_Objectif de l'exercice_
Prolongez la chronique de l'album Tales Of Faith And Lunacy de Nero Kane en reprenant après sa dernière phrase.

_Texte à lire_
________________________________________
Tales Of Faith And Lunacy

Label : Nasoni Records / BloodRock Records / Anacortes Records
Genre : dark americana
Date de sortie : 2020/10/30
Note : 78%
Posté par : Mäx Lachaud

Tout chez Nero Kane pourrait faire penser qu’on est face à un projet américain, pourtant c’est bien d’Italie et de Milan que nous vient ce duo fort marqué par les bandes originales du duo Nick Cave / Warren Ellis et par l’esthétique american gothic. Une grosse dose de spiritualité et de religion, des évocations de déserts infinis et un sentiment crépusculaire hantent chacun des sept titres de ce second album après un premier Love In A Dying World en 2018. Entre temps, le rôle de Samantha Stella (voix, synthés, visuels) est devenu bien plus important, voire primordial, avec sa voix grave qui rappelle souvent le chant de Nico de la période The Marble Index / Desertshore. Le projet semble d’ailleurs puiser ses sources dans cette fin des années 1960, que ce soit l’approche la plus ambient du psychédélisme telle qu’on peut la trouver sur un titre comme "We Will Fall" des Stooges ou le travail d’Ennio Morricone pour de nombreux westerns spaghettis de l’époque (notamment Il Etait Une Fois Dans l’Ouest).
________________________________________
_Données enregistrées_

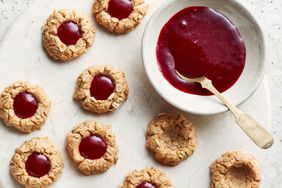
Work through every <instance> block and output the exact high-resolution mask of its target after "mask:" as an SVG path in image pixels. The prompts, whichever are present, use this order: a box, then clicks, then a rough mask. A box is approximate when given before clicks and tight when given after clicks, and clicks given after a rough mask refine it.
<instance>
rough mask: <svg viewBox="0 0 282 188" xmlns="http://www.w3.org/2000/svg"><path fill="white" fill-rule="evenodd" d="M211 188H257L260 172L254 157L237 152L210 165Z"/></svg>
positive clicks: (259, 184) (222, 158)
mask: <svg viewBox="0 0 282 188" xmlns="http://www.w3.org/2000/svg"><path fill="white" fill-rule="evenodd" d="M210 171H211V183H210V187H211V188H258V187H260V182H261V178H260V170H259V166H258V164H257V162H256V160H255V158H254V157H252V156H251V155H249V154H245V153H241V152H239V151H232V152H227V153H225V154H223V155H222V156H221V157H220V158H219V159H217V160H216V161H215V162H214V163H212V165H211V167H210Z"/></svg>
________________________________________
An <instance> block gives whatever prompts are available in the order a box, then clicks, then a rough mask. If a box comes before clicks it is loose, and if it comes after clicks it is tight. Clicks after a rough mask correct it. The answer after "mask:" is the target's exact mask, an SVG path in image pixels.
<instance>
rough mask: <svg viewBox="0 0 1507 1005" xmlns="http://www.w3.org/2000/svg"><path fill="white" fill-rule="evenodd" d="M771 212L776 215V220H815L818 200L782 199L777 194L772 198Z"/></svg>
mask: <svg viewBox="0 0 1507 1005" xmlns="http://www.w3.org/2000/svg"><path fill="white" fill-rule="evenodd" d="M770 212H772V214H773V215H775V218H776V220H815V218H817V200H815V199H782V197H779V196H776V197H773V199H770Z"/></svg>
________________________________________
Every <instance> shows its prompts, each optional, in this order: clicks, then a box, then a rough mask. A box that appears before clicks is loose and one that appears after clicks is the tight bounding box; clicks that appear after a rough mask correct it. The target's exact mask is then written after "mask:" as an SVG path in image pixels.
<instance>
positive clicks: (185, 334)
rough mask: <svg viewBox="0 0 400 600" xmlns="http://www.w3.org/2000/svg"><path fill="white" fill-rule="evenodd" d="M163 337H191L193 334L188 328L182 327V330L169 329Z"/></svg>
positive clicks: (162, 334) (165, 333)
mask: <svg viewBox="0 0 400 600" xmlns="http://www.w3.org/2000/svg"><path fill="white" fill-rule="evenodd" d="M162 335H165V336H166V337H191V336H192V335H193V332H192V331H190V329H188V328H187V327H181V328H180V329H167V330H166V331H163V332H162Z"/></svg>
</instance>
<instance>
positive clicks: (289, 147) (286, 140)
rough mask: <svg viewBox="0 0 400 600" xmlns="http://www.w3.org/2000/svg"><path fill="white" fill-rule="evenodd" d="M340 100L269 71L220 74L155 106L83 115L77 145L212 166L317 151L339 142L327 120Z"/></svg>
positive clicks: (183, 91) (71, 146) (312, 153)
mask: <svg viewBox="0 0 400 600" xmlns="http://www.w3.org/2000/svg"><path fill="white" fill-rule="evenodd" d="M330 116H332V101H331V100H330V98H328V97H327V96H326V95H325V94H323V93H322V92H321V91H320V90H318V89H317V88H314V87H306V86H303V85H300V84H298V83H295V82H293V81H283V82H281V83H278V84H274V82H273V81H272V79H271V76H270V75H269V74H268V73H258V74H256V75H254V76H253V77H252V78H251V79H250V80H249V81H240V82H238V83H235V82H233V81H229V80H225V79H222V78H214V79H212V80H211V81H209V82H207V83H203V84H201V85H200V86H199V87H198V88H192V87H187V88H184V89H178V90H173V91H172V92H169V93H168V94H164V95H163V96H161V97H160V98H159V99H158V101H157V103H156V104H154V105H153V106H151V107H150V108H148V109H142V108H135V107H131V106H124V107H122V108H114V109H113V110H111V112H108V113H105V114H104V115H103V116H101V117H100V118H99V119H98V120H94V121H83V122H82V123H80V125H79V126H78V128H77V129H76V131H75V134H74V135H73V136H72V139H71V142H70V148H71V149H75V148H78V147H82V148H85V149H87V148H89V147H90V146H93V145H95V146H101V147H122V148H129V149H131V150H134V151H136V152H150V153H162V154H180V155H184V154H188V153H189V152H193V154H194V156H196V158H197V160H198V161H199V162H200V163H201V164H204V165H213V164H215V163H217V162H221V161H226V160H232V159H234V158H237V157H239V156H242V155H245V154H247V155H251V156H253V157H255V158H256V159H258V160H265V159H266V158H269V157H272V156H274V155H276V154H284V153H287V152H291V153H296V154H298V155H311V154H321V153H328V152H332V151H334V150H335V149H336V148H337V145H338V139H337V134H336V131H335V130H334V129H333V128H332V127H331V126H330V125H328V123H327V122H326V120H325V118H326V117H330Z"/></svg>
________________________________________
_Cadre de réponse_
Produit avec élégance par Matt Bordin en Italie, l’album se présente comme une collection de ballades à la guitare, mais ces accords minimalistes sont toujours étoffés par des drones, violons (joués par Nicola Manzan, alias Bologna Violenta), claviers et couches de guitares qui, mêlées aux incantations drapées d’échos, finissent parfois par évoquer la densité des Swans (le final de "Lord Won’t Come", comme une explosion de lumière). Lettrés, les musiciens en appellent autant à la littérature médiévale (« Mechthild » inspiré par une écrivaine mystique du XIIIe siècle) qu’au roman contemporain (Cormac McCarthy pour "Lost was the Road"), et leur univers doit indéniablement beaucoup au cinéma des grands espaces. On imagine des étendues arides et poussiéreuses, un vent menaçant et un décor écrasé par le soleil. Là où on croiserait des signes religieux sur les bords des routes et où les croix sont légion.

Car il est question de foi ici, et des sentiments de dévotion et d’amour qui l’accompagnent parfois ("Mary of Silence", "Magdalene"). Mais derrière ces enrobages éthérés, se niche aussi une grande noirceur et la mélancolie qui fait déchoir les anges ("Angelene’s Desert").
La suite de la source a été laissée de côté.